Molte persone sperimentano un attacco di panico una o due volte nella vita. Solo una parte di loro svilupperà però un vero e proprio disturbo di panico, pari a una percentuale del 2-4% della popolazione generale.

Il disturbo di panico è definito da almeno un mese di paura persistente riguardo al ripetersi degli attacchi (o dei loro effetti), che caratterizza la cosiddetta marcia del panico.

Disturbo di panico: quali sono i sintomi?

Durante un attacco di panico possono presentarsi sintomi sia fisici sia mentali. Gli attacchi di panico causano un’intensa paura dall’esordio improvviso, spesso senza alcun preavviso. Un attacco dura tipicamente dai 5 ai 20 minuti, ma in alcuni casi più estremi i sintomi possono durare per più di un’ora per via della relazione emotiva che amplifica il sintomo.

▸ Record archiviati:
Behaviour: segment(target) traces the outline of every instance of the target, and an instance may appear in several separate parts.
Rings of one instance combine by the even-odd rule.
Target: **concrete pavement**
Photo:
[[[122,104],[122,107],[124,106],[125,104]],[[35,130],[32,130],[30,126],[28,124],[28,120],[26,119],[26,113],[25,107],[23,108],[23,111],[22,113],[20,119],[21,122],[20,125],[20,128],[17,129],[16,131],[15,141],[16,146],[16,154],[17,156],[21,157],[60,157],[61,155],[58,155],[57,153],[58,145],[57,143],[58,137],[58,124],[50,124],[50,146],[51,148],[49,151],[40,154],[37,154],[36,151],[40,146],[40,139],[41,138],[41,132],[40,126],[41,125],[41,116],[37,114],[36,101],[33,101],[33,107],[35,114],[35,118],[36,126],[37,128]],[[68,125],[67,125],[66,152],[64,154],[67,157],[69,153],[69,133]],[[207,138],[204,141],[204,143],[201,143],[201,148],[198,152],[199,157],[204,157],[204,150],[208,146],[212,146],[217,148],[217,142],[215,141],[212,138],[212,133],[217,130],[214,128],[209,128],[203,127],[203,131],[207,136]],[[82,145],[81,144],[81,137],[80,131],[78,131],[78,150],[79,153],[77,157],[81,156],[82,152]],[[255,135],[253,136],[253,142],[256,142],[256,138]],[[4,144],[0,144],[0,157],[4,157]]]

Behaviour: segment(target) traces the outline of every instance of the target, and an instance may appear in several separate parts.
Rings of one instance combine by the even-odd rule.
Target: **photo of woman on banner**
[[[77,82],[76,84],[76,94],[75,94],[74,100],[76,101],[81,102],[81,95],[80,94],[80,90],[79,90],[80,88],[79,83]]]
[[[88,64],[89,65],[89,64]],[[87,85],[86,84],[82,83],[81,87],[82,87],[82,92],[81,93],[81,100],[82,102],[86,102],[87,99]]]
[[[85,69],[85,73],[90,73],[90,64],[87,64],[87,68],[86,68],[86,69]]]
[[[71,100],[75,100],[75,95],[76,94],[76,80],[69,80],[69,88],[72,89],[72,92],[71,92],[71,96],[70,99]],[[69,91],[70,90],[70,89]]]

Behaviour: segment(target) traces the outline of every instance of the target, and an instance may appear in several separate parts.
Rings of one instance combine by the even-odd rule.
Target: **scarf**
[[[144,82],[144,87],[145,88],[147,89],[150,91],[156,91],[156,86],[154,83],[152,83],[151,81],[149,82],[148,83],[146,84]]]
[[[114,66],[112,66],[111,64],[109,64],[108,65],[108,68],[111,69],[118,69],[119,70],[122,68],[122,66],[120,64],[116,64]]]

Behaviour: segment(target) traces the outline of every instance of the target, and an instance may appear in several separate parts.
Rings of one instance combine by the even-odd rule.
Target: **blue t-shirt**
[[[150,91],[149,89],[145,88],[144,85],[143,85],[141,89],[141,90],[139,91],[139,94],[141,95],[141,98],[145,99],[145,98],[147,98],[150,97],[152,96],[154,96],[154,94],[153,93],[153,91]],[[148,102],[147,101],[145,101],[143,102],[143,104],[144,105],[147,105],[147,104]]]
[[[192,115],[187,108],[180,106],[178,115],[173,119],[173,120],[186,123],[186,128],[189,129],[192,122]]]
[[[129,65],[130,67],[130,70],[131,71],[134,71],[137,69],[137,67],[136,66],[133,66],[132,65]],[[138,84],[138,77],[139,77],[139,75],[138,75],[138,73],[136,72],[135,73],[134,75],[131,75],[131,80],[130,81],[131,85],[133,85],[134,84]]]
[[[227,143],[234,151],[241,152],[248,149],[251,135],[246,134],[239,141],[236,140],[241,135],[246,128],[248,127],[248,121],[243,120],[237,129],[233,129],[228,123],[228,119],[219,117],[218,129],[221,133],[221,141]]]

* * *

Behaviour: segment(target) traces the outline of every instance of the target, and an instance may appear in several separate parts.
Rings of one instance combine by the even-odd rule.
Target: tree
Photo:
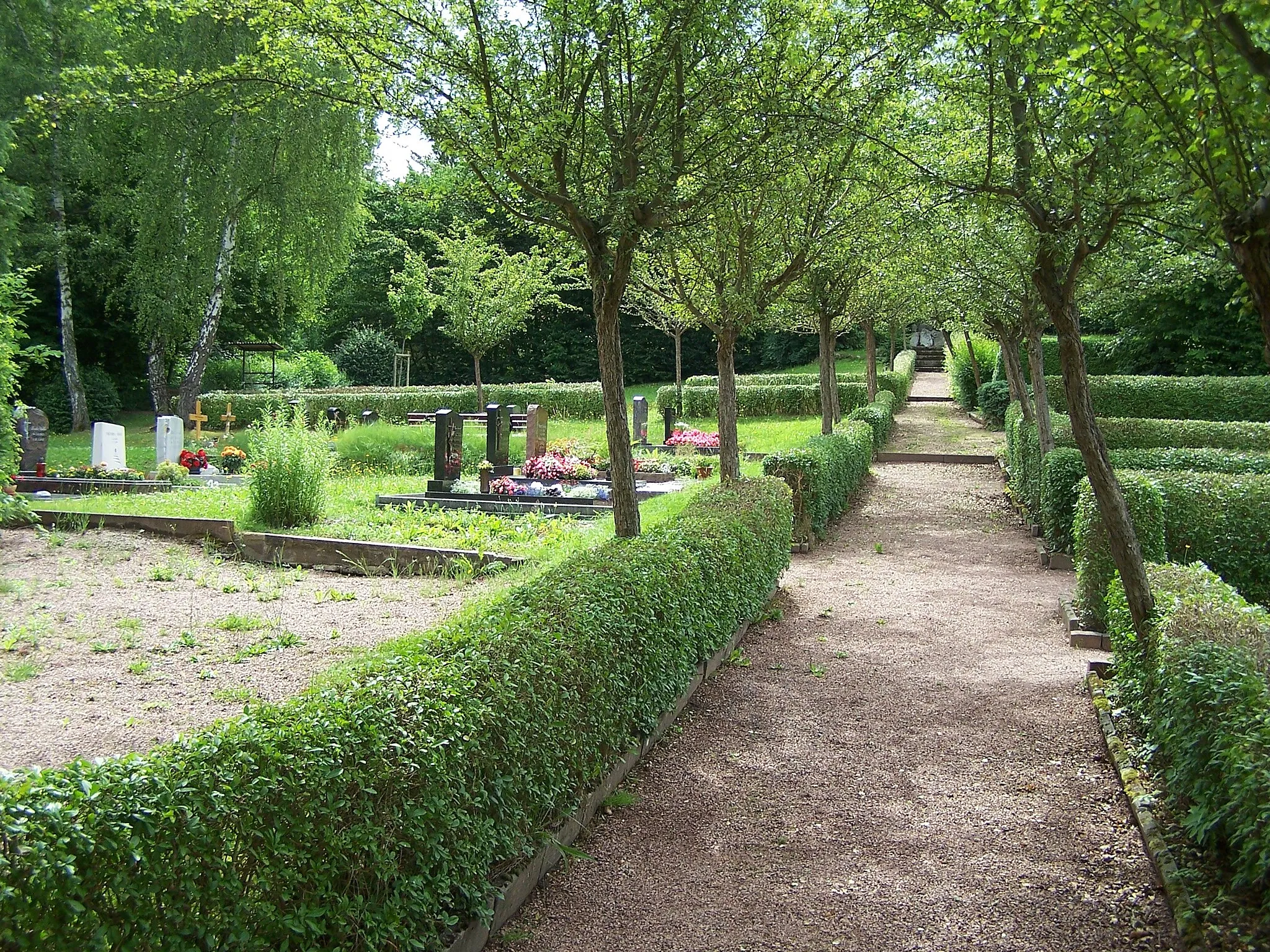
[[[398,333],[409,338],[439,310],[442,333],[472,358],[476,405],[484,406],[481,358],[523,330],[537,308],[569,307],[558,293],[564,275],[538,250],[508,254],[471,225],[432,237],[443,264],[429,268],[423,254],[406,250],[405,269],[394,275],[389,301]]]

▸ Compiti richiesti:
1. Riassumi in due frasi il testo sul disturbo di panico.
2. Trascrivi il testo sul disturbo di panico tra "Il disturbo di" e "amplifica il sintomo.", estremi inclusi, chiamando "segnali" ciò che vi è detto "sintomi".
Le righe registrate non servono per svolgere il lavoro.

▸ Soluzioni:
1. Molte persone hanno un attacco di panico una o due volte nella vita, ma solo il 2-4% della popolazione sviluppa un disturbo di panico, definito da almeno un mese di paura persistente che gli attacchi si ripetano. Gli attacchi provocano sintomi fisici e mentali e un'intensa paura a esordio improvviso, e durano di solito dai 5 ai 20 minuti, talvolta più di un'ora.

2.
Il disturbo di panico è definito da almeno un mese di paura persistente riguardo al ripetersi degli attacchi (o dei loro effetti), che caratterizza la cosiddetta marcia del panico.

Disturbo di panico: quali sono i segnali?

Durante un attacco di panico possono presentarsi segnali sia fisici sia mentali. Gli attacchi di panico causano un’intensa paura dall’esordio improvviso, spesso senza alcun preavviso. Un attacco dura tipicamente dai 5 ai 20 minuti, ma in alcuni casi più estremi i segnali possono durare per più di un’ora per via della relazione emotiva che amplifica il sintomo.